• DATA FOR THE TASK:
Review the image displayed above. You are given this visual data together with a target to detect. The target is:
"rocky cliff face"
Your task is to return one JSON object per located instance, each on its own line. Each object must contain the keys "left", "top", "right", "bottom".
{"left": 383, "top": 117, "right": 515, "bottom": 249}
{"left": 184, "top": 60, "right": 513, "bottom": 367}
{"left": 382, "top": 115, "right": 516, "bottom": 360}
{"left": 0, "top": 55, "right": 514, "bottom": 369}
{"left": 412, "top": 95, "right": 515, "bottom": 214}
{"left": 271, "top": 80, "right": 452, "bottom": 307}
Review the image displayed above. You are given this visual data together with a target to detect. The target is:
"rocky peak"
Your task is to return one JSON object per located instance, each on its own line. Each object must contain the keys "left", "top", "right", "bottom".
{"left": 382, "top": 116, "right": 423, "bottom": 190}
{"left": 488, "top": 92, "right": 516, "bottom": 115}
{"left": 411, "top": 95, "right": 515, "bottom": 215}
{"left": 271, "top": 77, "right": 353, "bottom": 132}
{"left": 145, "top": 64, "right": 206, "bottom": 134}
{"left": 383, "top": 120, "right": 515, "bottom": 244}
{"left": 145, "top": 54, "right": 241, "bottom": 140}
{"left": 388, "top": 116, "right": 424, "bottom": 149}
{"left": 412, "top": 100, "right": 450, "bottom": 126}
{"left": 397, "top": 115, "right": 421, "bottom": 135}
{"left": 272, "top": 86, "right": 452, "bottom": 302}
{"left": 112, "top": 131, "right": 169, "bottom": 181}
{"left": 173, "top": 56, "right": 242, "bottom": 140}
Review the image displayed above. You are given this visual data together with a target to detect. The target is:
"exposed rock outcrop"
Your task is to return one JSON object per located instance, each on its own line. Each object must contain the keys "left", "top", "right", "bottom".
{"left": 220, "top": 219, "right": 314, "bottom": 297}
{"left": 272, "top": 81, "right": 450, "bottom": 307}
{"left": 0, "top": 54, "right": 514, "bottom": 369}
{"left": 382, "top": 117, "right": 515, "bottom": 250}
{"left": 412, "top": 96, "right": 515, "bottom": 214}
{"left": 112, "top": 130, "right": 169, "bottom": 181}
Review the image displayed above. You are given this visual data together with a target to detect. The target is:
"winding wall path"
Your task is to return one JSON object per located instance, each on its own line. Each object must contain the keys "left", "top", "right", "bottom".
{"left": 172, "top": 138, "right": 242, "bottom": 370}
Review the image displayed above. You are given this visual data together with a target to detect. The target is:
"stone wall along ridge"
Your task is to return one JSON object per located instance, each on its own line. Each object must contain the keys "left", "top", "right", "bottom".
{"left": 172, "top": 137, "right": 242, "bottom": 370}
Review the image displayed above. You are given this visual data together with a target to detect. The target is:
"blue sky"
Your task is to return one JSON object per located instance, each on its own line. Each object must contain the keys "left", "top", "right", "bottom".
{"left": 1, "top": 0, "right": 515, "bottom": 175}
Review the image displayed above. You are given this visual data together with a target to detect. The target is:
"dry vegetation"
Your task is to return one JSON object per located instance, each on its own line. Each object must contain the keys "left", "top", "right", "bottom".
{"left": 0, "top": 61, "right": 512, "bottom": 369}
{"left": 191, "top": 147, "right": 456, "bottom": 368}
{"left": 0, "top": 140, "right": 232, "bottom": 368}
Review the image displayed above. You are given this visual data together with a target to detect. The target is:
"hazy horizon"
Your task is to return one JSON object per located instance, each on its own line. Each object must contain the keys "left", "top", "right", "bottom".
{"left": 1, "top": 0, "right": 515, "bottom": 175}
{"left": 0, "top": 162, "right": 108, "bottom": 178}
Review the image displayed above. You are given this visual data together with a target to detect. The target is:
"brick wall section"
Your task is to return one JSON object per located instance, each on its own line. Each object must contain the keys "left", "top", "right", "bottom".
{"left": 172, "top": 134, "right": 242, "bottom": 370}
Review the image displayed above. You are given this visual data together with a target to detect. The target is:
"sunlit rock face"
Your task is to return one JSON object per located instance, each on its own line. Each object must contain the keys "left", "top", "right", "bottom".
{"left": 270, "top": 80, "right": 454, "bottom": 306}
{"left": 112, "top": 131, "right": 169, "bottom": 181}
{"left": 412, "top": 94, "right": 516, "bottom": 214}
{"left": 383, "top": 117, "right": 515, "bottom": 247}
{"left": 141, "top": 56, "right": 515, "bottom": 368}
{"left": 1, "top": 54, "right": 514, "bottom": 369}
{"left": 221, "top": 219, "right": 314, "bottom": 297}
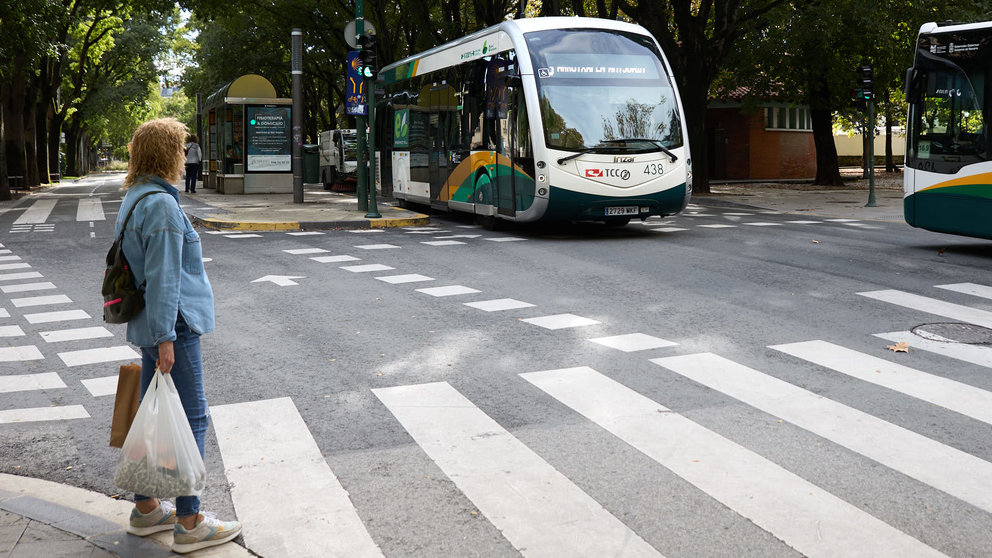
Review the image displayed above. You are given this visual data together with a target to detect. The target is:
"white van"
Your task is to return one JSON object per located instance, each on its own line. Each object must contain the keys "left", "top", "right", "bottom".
{"left": 318, "top": 129, "right": 358, "bottom": 190}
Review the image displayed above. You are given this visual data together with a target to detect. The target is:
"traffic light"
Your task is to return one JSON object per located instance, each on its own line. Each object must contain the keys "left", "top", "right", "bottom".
{"left": 358, "top": 33, "right": 377, "bottom": 79}
{"left": 858, "top": 65, "right": 874, "bottom": 93}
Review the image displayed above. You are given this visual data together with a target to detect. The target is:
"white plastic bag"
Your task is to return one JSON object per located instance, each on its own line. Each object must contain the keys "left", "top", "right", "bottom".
{"left": 114, "top": 370, "right": 206, "bottom": 497}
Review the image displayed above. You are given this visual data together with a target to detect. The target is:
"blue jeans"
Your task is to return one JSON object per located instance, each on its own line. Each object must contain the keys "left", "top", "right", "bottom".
{"left": 133, "top": 316, "right": 209, "bottom": 517}
{"left": 184, "top": 163, "right": 200, "bottom": 192}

• TASK PROMPT: Search the data for the string "wall" and copy every line where it appears.

• SOLVED PROBLEM:
"winding wall path"
"stone wall along ridge"
"brick wall section"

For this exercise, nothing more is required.